─── INPUT MATERIAL ───

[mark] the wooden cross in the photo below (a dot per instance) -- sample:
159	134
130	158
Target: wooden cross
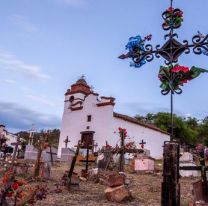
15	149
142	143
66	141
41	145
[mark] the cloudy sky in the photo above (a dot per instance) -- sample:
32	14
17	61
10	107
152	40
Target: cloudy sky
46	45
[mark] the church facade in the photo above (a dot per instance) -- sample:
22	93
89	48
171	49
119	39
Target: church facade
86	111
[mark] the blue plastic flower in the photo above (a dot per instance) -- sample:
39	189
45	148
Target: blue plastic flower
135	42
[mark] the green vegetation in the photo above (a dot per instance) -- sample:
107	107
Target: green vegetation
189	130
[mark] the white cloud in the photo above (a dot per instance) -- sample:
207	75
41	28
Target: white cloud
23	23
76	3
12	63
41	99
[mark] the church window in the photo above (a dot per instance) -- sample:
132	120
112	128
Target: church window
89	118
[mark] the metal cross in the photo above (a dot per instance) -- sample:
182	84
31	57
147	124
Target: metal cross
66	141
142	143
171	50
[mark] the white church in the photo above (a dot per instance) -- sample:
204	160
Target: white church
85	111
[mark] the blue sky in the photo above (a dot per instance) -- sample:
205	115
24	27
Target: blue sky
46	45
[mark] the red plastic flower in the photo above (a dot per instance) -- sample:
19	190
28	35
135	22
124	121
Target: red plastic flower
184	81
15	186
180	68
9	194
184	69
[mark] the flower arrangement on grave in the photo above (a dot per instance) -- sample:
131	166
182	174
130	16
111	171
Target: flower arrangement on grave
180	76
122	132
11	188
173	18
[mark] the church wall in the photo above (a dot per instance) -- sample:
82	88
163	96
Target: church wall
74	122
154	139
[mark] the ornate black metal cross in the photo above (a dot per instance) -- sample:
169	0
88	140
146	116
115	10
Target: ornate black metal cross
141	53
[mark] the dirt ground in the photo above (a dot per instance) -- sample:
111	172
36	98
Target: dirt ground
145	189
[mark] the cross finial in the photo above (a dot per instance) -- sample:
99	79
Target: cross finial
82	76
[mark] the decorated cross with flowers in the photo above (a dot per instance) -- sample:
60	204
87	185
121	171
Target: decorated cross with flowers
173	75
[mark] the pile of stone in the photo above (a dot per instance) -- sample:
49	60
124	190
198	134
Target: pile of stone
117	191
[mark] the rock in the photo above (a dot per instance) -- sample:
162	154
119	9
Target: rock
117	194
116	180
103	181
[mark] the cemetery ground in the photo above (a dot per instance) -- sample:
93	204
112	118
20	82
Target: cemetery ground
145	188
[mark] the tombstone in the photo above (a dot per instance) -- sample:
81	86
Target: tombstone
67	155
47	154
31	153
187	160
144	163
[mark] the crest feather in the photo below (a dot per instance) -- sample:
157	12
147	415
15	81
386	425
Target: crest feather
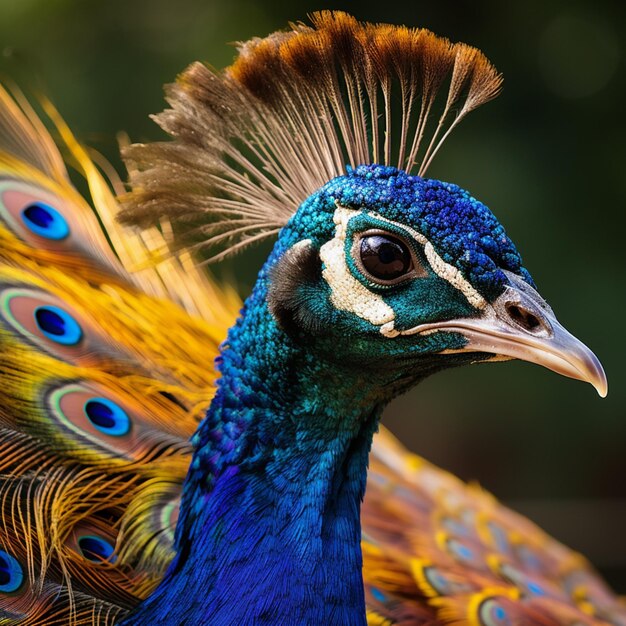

───
─── INPUT MATERIAL ───

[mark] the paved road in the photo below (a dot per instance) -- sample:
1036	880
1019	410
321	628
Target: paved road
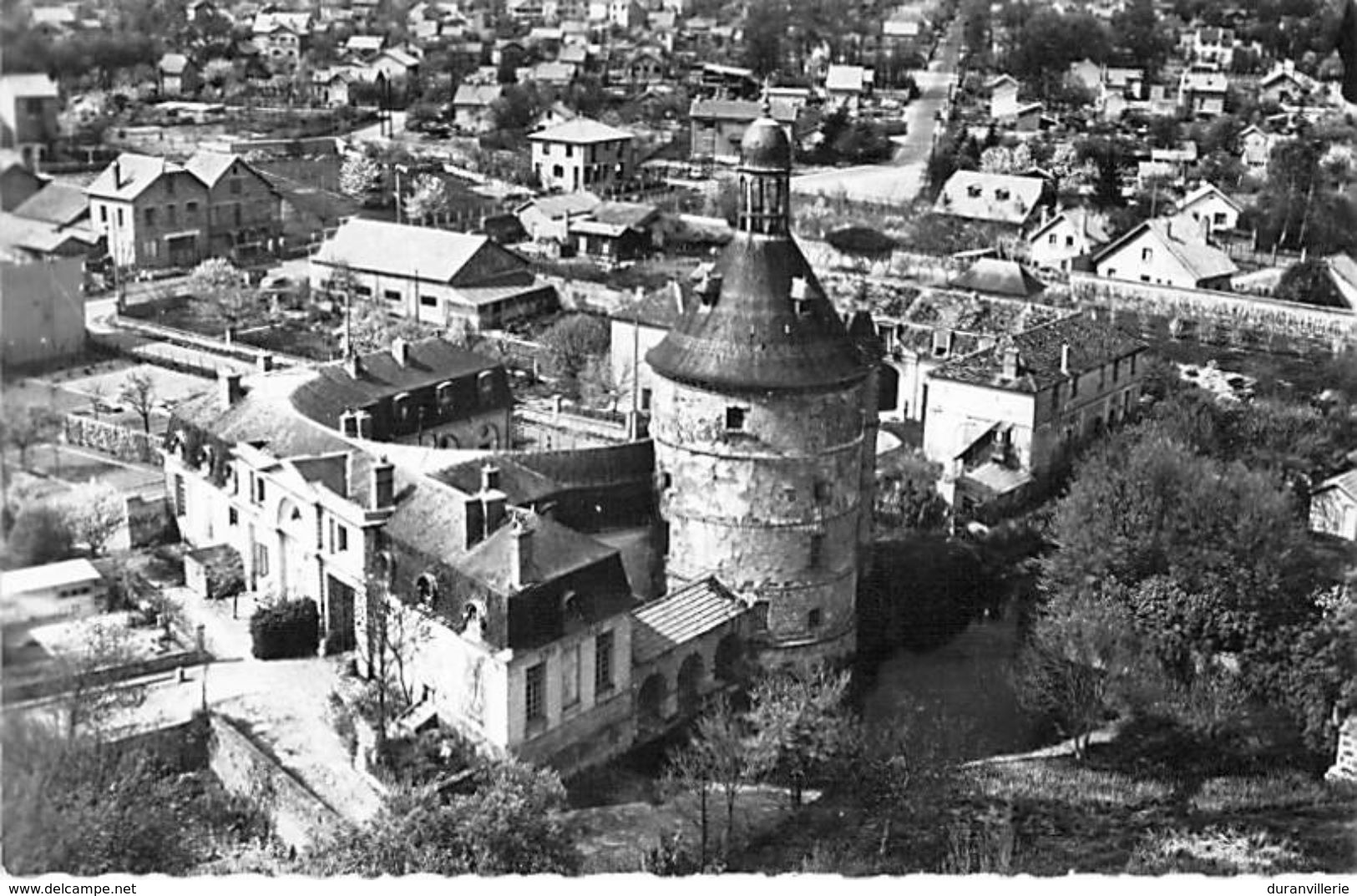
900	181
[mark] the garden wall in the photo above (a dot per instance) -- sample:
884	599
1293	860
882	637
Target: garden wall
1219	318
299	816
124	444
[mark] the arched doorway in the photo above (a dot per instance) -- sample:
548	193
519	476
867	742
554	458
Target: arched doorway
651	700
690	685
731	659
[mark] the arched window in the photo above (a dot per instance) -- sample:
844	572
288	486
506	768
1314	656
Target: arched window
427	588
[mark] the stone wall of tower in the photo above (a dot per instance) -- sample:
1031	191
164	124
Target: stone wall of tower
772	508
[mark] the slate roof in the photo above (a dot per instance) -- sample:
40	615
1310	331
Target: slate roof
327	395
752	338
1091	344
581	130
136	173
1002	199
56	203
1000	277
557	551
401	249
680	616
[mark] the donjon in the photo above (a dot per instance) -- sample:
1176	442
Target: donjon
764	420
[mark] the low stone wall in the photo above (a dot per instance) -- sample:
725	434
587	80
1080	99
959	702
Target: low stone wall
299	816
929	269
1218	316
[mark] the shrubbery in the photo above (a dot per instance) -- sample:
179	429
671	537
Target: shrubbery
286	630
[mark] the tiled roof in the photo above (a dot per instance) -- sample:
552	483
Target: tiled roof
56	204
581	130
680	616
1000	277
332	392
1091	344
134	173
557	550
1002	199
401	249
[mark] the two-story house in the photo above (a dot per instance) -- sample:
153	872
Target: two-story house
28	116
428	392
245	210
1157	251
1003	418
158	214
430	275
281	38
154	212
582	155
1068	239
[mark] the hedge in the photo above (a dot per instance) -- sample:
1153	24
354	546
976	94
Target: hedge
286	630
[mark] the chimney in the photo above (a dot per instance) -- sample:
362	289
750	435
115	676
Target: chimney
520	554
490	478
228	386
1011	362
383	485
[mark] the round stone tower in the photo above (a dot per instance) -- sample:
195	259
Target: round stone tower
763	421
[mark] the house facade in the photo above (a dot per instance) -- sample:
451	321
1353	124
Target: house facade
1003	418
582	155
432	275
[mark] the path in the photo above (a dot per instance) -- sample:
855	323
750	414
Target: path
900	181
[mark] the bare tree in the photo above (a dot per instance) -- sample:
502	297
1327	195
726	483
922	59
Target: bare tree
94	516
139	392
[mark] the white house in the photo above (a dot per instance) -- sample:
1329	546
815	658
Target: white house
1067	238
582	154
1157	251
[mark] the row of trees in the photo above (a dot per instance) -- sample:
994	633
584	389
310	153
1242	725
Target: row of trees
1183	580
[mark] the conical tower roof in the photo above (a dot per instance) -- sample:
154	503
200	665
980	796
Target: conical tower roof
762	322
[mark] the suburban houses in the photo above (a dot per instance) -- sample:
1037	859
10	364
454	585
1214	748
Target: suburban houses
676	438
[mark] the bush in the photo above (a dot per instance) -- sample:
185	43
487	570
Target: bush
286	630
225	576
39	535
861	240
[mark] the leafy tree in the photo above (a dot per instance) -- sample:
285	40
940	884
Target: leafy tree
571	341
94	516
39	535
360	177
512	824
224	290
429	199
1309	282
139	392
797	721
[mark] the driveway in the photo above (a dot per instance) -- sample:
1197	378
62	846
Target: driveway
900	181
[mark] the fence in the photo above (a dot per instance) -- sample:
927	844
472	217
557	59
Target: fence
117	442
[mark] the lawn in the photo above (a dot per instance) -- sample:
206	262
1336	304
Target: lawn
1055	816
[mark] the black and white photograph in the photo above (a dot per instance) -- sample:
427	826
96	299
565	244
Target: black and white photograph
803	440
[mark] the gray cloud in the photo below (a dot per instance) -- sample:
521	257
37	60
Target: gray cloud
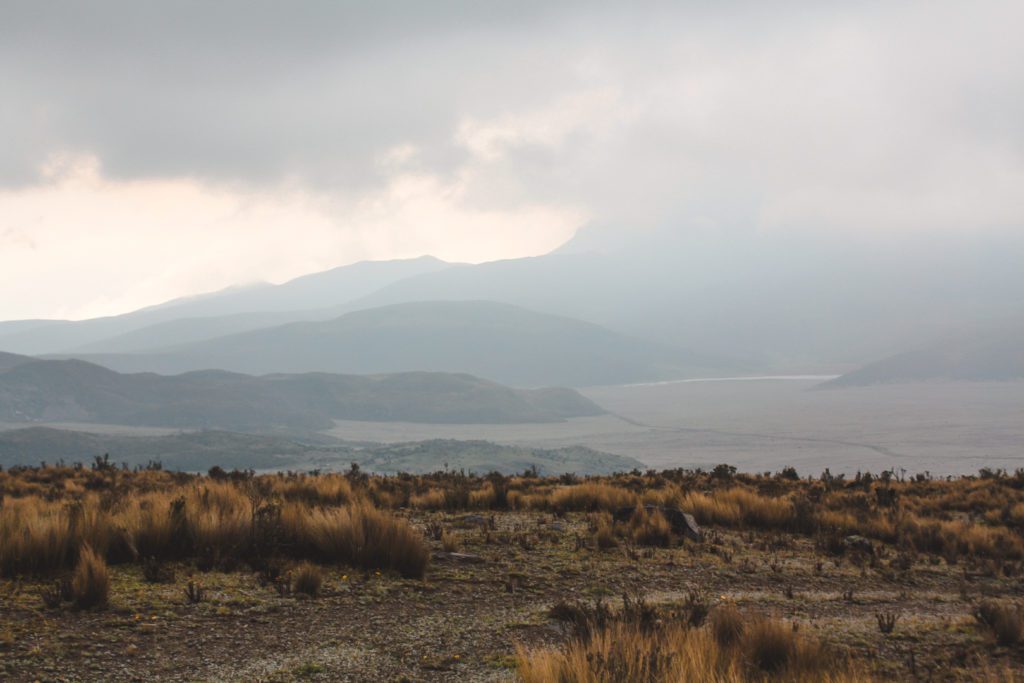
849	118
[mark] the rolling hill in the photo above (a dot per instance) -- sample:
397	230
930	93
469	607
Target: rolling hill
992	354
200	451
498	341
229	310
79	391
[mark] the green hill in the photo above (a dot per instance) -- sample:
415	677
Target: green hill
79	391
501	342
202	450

───
─── INPUT MATERIAL ───

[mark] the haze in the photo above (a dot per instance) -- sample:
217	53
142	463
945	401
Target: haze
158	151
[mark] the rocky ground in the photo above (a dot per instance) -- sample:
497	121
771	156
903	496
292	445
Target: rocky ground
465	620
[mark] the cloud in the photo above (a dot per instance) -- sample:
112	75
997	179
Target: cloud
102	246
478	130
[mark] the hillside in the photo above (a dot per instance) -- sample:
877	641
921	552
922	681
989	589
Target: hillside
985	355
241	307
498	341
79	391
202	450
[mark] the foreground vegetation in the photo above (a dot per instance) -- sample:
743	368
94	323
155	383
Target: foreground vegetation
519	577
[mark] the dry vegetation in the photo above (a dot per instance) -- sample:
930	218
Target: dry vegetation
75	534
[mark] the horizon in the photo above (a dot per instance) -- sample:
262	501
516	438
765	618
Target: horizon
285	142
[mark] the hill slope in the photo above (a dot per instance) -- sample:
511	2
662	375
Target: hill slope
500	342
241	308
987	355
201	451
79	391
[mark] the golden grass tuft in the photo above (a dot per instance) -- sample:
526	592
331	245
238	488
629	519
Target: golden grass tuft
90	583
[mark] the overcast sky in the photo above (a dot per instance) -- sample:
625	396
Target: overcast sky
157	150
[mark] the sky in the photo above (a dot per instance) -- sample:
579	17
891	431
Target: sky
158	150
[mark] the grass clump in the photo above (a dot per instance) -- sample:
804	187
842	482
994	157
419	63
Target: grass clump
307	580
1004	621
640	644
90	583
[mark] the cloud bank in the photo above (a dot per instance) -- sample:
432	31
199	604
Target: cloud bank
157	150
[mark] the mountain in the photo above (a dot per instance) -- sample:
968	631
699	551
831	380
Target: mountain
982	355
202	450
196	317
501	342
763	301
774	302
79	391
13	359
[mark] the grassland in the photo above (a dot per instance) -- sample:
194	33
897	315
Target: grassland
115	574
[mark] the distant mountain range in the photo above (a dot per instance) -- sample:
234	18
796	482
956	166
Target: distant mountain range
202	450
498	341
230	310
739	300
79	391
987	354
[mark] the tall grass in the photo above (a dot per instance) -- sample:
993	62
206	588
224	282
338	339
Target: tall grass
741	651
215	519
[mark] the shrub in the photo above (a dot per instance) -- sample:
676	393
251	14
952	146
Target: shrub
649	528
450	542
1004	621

───

§ THE PROBLEM: Report every line of the records above that contains the word "doorway", copying each one in full.

§ COMPLETE ANSWER:
[mark] the arched doorway in the photo above (a dot per instance) -- sample:
Target: arched doorway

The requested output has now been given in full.